◆ Exercise instructions ◆
Please quote the material exactly, every line of it.

— start Exercise materials —

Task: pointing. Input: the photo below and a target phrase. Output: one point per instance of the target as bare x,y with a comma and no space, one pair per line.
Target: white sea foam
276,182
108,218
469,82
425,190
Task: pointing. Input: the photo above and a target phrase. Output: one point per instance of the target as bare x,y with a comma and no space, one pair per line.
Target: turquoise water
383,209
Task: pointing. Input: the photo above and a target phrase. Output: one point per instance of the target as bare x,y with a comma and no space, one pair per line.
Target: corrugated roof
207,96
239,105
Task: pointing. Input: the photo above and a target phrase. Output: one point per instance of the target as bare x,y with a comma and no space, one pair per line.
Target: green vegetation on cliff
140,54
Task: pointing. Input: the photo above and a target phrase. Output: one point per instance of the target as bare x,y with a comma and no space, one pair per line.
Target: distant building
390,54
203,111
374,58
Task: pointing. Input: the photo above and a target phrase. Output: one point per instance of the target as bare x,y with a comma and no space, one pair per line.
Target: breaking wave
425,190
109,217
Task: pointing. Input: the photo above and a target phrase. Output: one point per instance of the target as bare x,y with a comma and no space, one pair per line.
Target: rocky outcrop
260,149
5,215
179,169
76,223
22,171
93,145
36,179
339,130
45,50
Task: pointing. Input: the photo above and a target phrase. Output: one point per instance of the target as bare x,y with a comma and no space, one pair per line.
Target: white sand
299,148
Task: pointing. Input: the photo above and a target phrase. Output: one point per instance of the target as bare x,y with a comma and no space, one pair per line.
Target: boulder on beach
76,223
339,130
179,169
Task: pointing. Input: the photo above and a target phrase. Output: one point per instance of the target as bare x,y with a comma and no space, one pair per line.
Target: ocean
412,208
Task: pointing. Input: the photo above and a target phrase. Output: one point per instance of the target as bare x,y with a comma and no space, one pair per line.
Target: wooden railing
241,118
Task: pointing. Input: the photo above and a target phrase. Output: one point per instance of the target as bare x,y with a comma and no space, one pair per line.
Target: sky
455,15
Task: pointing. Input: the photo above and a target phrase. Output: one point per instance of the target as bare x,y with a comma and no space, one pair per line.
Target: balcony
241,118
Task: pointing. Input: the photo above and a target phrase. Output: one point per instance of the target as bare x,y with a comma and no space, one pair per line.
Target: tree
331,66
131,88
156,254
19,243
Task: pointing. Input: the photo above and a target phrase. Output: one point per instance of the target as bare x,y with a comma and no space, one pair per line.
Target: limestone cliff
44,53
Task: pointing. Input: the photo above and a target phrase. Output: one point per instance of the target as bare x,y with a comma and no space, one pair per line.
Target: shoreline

— end Exercise materials —

◆ Solution to this problem ◆
Task: pointing. Input: the photo below and a target phrase. Output: one point per instance of the target as bare x,y with a comma and no space, one pair per line.
Target: white sea foam
276,182
108,218
469,82
425,190
Task: pointing. Input: the photo above and a target phrase. Output: one point per instance of the target as bare x,y with a comma and no space, one pair per line.
Target: turquoise water
383,209
Task: pointing. Input: the photo above and a target phrase. Output: one point per instance of the target as bare x,y with a comma and no space, one pair per line.
Target: corrugated roof
207,96
239,105
Task: pointing. Input: the photo above and a target phrase. Output: one point per instance of the target as bare x,y with a comma and no space, one pair per line.
Target: green vegetation on cliff
140,54
Task: pointing. Input: the photo above and a target phrase. Output: one point per instance of the target as bare x,y with a comma and no space, one pair per line.
Target: distant building
390,54
203,111
374,58
Task: pointing. Input: the photo above and a target phrase. Output: one point per instance of the target as bare x,y with a comma and no space, one pair per line.
Target: breaking wave
425,190
109,217
Task: pointing. Input: the photo above and a target phrase. Output: one point per instance of the target as bare x,y with a comma and no space, one pair per line.
Target: rocky outcrop
260,149
5,215
179,169
76,223
22,171
93,145
36,179
339,130
45,50
Task: pointing. Input: the photo above and a target phrase. Output: one point per instance of the target as bare x,y with a comma and no space, one pair per line.
Target: white sand
299,148
Task: pointing. Input: the photo above and a target phrase. Output: one point per instance of the target as bare x,y with a comma and no space, one pair per line.
Target: boulder on beach
76,223
339,130
179,169
Task: pointing. Input: the photo above and a target phrase. Output: one point per instance of the target as bare x,y with a comma and no space, one pair per line.
Target: ocean
412,208
Task: pointing. Input: the photo above and a target phrase. Output: one point per instance of the target as bare x,y with a comma and no space, one pair per line.
Target: wooden railing
241,118
Task: pointing. Input: the photo above and a target phrase. Output: one point per instance of the target as bare x,y with a comma and no space, one pair per line.
Target: sky
455,15
Task: pointing. Input: the photo above and a target phrase. Output: one point per instance of the target as bare x,y with a comma and no space, one pair per line.
Target: balcony
241,118
Task: pointing. Input: the photo above and a target phrase. Output: one point per instance of the target as bare x,y with a comma and no space, one pair per line.
Target: tree
331,66
131,88
156,254
19,243
Task: pointing. Input: the photo above and a target phrase. Output: one point per instance of the target as bare x,y with a comma and no space, one pair per line.
Target: limestone cliff
44,53
Task: pointing. Input: the photo above and a target phrase. Output: one point per instance of the target as bare x,y with a comma and no space, one pair per line.
Target: shoreline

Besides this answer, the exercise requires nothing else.